---- SOURCE MATERIAL
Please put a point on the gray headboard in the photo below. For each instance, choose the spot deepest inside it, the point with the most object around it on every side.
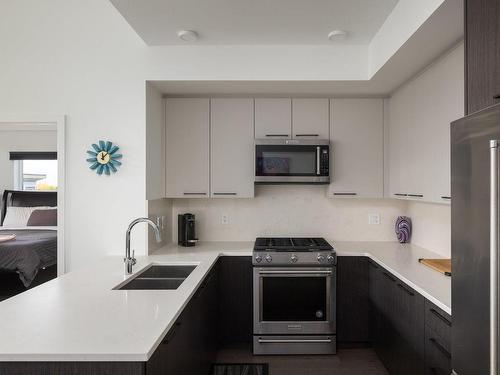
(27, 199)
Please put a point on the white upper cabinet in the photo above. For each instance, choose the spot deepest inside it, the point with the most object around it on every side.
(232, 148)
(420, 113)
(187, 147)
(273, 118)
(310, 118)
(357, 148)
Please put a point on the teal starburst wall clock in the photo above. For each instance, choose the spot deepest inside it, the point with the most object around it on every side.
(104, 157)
--------
---- SOURCE MATERIAL
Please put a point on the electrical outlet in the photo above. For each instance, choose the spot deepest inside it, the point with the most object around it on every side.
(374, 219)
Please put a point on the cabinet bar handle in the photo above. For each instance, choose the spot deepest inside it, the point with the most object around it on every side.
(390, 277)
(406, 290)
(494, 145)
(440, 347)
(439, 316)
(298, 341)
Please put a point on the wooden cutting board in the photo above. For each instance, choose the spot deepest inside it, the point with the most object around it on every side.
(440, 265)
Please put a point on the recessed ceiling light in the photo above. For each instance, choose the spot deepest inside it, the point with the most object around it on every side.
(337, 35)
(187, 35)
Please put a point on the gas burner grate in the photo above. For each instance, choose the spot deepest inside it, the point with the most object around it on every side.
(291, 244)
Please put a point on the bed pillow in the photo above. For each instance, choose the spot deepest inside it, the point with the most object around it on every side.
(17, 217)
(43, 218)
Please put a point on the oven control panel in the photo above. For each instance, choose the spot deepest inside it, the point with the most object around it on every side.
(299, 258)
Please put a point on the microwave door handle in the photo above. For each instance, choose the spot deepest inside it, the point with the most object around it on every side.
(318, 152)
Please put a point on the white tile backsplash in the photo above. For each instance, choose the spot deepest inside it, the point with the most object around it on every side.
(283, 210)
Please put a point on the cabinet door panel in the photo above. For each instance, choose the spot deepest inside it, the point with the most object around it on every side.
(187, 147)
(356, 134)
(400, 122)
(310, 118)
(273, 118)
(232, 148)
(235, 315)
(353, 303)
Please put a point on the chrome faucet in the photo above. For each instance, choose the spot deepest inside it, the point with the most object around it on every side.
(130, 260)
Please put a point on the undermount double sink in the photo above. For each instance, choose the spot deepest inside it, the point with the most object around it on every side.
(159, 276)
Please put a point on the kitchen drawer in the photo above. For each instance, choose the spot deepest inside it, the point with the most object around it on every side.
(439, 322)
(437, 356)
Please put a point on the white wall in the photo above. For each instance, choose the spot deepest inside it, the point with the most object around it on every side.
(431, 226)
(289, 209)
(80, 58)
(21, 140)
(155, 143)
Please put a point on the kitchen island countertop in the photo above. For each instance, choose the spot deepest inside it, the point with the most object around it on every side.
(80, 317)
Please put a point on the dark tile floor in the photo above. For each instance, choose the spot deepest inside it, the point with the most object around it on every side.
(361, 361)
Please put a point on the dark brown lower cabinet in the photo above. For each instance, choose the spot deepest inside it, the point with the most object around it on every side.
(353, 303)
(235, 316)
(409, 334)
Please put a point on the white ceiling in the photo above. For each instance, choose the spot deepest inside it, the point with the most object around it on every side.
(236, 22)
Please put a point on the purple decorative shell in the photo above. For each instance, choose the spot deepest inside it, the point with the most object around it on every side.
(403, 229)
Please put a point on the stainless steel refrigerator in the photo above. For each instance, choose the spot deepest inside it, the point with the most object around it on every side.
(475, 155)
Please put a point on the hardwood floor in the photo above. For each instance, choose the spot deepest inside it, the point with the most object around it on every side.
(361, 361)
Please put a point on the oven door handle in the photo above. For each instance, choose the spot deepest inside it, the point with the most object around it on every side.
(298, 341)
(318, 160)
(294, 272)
--------
---- SOURCE MATERIAL
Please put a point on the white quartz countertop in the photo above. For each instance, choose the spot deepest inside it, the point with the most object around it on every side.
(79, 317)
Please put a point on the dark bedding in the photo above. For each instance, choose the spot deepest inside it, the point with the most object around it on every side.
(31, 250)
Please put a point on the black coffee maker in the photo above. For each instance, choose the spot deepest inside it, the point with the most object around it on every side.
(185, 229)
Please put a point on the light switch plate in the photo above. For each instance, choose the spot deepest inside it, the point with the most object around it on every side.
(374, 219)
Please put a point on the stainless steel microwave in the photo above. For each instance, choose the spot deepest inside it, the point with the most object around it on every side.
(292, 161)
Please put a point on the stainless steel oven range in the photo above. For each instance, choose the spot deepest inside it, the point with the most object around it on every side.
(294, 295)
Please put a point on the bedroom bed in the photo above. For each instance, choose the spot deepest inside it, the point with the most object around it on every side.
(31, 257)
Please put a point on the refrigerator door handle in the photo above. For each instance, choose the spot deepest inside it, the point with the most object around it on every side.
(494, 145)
--------
EXERCISE OBJECTIVE: Collect every line from the items above in which the word "countertop" appears.

RESULT OF THE EXERCISE:
Please put a point on the kitchen island countertop in the photo above. For each instance, choose the spot deepest inside it, the point with the most object around it on every side.
Please put a point on the white quartz countertop in the photo above. For each instance, choose the spot deepest inside it, the point with the most object around it on every side.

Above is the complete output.